_Records provided_
_ _ _ _

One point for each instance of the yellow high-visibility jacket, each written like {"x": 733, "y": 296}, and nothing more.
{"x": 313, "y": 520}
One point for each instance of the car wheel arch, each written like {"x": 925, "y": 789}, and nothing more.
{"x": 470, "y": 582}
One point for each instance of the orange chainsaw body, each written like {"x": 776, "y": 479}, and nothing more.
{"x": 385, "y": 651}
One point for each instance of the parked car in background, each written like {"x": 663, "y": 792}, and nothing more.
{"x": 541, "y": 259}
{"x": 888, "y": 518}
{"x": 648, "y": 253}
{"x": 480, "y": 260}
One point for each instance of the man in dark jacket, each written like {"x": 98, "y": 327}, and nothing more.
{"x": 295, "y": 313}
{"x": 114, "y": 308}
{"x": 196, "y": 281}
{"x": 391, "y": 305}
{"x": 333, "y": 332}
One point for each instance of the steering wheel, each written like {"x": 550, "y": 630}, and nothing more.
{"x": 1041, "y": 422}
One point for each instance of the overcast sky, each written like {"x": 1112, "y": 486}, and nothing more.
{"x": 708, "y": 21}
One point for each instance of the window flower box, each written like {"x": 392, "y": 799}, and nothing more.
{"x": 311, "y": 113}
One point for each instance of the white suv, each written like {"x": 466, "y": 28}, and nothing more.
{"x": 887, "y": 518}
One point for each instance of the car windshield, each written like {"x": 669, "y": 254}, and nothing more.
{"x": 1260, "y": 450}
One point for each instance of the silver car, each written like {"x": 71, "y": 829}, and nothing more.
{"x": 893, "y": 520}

_ _ _ _

Reproduce every item above with "overcast sky" changed to "cloudy sky", keeping all other text identical.

_Output of the task_
One point for each instance of the yellow high-visibility jacket, each written like {"x": 733, "y": 296}, and nothing more.
{"x": 313, "y": 520}
One point for each instance of the car wheel arch, each written like {"x": 925, "y": 789}, and nothing more.
{"x": 470, "y": 582}
One point for each instance of the orange chainsaw body, each written like {"x": 776, "y": 479}, and nothing more.
{"x": 385, "y": 651}
One point for each instance of the parked car in background, each written like {"x": 663, "y": 792}, and nothing more.
{"x": 541, "y": 259}
{"x": 888, "y": 518}
{"x": 648, "y": 253}
{"x": 480, "y": 260}
One point for each instance of the man in dark jacket, each written like {"x": 98, "y": 327}, and nothing more.
{"x": 295, "y": 313}
{"x": 114, "y": 308}
{"x": 196, "y": 281}
{"x": 391, "y": 305}
{"x": 333, "y": 332}
One point for each instance of the steering wheel, each written like {"x": 550, "y": 630}, and nothing more.
{"x": 1041, "y": 422}
One point for each instance of the cloudy sky, each written like {"x": 1112, "y": 486}, and nothing more.
{"x": 708, "y": 21}
One point for each instance of the window flower box, each written like {"x": 392, "y": 799}, and nothing more.
{"x": 311, "y": 113}
One point for each instance of the white suv, each written like {"x": 466, "y": 28}, and nothing more.
{"x": 887, "y": 518}
One point for each instance of the car windshield, each written like {"x": 669, "y": 254}, and nothing more.
{"x": 1260, "y": 450}
One point for each instance of the silver car, each written like {"x": 71, "y": 829}, and nothing more.
{"x": 893, "y": 520}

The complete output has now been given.